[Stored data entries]

************

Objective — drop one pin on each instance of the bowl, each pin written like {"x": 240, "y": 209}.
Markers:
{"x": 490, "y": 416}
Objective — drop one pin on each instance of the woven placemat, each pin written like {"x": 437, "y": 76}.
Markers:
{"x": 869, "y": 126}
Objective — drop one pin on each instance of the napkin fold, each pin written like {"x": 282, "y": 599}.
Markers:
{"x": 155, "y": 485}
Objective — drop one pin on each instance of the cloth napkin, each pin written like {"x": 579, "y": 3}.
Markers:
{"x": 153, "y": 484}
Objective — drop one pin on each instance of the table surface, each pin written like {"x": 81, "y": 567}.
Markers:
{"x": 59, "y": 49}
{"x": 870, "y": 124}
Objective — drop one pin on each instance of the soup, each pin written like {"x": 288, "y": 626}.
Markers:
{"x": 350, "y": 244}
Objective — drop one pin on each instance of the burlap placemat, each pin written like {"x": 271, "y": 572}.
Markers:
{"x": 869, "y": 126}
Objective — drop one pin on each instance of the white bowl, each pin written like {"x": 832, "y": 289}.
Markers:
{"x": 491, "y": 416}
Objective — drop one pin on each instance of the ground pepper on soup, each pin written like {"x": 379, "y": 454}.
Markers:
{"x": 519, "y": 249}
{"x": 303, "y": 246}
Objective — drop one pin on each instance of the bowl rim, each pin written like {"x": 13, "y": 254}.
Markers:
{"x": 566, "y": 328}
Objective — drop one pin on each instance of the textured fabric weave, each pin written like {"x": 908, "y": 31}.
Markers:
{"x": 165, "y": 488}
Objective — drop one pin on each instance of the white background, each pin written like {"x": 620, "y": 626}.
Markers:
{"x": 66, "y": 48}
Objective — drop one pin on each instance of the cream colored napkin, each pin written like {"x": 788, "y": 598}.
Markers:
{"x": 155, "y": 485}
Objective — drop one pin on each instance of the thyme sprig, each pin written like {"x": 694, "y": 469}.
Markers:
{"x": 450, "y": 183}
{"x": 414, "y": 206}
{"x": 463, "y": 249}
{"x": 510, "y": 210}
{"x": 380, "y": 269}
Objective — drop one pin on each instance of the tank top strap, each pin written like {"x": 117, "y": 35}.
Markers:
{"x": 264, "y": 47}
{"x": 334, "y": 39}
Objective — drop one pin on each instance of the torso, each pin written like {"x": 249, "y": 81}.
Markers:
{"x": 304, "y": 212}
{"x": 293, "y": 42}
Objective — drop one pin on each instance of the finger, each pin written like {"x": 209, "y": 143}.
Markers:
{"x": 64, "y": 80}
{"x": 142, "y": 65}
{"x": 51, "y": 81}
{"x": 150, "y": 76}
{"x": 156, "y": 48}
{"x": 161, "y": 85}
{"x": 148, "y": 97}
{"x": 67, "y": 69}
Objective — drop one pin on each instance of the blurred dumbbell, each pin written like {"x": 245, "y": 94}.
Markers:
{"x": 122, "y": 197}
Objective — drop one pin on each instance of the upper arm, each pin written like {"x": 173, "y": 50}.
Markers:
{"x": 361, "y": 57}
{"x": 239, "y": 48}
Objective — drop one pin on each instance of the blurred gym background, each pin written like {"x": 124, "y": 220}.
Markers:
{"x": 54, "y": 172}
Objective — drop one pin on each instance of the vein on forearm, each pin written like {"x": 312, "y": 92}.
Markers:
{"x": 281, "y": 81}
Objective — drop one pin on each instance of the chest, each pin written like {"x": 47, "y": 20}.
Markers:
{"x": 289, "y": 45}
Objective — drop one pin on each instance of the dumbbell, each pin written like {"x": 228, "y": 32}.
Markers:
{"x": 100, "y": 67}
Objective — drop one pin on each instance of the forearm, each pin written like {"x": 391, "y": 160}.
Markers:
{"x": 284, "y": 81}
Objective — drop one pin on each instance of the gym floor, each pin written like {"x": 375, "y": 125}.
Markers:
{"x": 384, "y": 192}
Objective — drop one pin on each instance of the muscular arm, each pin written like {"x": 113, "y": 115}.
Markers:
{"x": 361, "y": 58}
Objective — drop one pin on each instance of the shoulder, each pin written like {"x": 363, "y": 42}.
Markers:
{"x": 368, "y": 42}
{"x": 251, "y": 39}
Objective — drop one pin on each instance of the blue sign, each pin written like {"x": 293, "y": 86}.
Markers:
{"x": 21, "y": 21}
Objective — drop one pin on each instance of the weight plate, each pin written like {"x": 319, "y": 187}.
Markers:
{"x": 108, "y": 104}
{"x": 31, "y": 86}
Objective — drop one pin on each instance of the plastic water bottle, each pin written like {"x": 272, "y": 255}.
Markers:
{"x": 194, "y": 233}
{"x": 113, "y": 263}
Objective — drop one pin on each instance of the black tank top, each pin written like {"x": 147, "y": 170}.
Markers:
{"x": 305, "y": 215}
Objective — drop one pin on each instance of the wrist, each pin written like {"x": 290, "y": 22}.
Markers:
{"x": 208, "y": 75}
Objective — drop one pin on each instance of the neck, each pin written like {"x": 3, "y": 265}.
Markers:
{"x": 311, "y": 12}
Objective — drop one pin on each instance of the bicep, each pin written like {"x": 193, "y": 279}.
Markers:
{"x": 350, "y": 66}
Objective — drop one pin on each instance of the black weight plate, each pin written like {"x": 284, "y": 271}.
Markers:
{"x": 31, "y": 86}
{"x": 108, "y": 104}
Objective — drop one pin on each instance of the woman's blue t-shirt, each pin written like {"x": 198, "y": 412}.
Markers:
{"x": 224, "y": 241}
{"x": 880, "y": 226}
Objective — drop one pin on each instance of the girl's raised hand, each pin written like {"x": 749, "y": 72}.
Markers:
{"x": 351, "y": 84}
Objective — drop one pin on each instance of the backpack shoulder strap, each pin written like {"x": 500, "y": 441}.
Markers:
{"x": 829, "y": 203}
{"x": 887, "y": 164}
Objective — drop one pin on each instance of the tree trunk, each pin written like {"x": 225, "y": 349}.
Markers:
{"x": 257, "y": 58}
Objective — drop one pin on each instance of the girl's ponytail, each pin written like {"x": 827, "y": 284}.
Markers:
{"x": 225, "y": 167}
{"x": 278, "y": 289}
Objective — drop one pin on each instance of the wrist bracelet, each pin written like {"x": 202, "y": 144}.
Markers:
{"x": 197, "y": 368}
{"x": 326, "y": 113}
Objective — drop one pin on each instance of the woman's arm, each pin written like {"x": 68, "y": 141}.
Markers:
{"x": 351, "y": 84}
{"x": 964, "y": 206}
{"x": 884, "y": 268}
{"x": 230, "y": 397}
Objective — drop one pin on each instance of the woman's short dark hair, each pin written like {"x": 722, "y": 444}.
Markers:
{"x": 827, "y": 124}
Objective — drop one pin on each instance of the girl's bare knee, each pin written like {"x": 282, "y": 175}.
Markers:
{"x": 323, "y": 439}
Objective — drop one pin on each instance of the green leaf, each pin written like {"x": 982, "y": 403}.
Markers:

************

WRITTEN PROBLEM: Exactly reproduce the lines from the one containing "the black weight" through the end of the records, and only those lines.

TASK ANSWER:
Objective — drop one pin on each instance of the black weight plate, each pin written like {"x": 284, "y": 271}.
Markers:
{"x": 31, "y": 86}
{"x": 108, "y": 104}
Objective — drop one pin on each instance of the woman's blue t-shirt, each pin written like {"x": 198, "y": 412}.
Markers:
{"x": 224, "y": 241}
{"x": 880, "y": 226}
Objective — drop one pin on each instance of the girl's raised hand, each pin written like {"x": 749, "y": 72}.
Markers:
{"x": 351, "y": 84}
Objective — drop one pin on each instance of the backpack shoulder strap, each pin written like {"x": 500, "y": 441}.
Markers:
{"x": 829, "y": 203}
{"x": 887, "y": 164}
Objective — drop one pin on each instance of the tree trunk, each pin written like {"x": 225, "y": 349}.
Markers:
{"x": 257, "y": 58}
Objective — drop one pin on each instance of the girl's ponytail, each pin written like {"x": 827, "y": 284}.
Markers:
{"x": 225, "y": 167}
{"x": 278, "y": 289}
Objective — drop one pin on each instance of the wrist bracelet, each pin written like {"x": 202, "y": 144}.
Markers:
{"x": 197, "y": 368}
{"x": 326, "y": 113}
Objective — drop one pin on each instance of the woman's arm, each pin written like {"x": 68, "y": 141}.
Markers:
{"x": 351, "y": 84}
{"x": 964, "y": 206}
{"x": 884, "y": 268}
{"x": 230, "y": 397}
Objective — drop one pin on each instance of the woman's short dark hair, each pin written like {"x": 722, "y": 444}.
Markers:
{"x": 827, "y": 124}
Objective — drop one pin on each instance of the girl's bare knee, each pin written like {"x": 282, "y": 175}.
Markers:
{"x": 323, "y": 439}
Objective — drop one pin on each instance of the green leaf, each pin written like {"x": 982, "y": 403}.
Markers:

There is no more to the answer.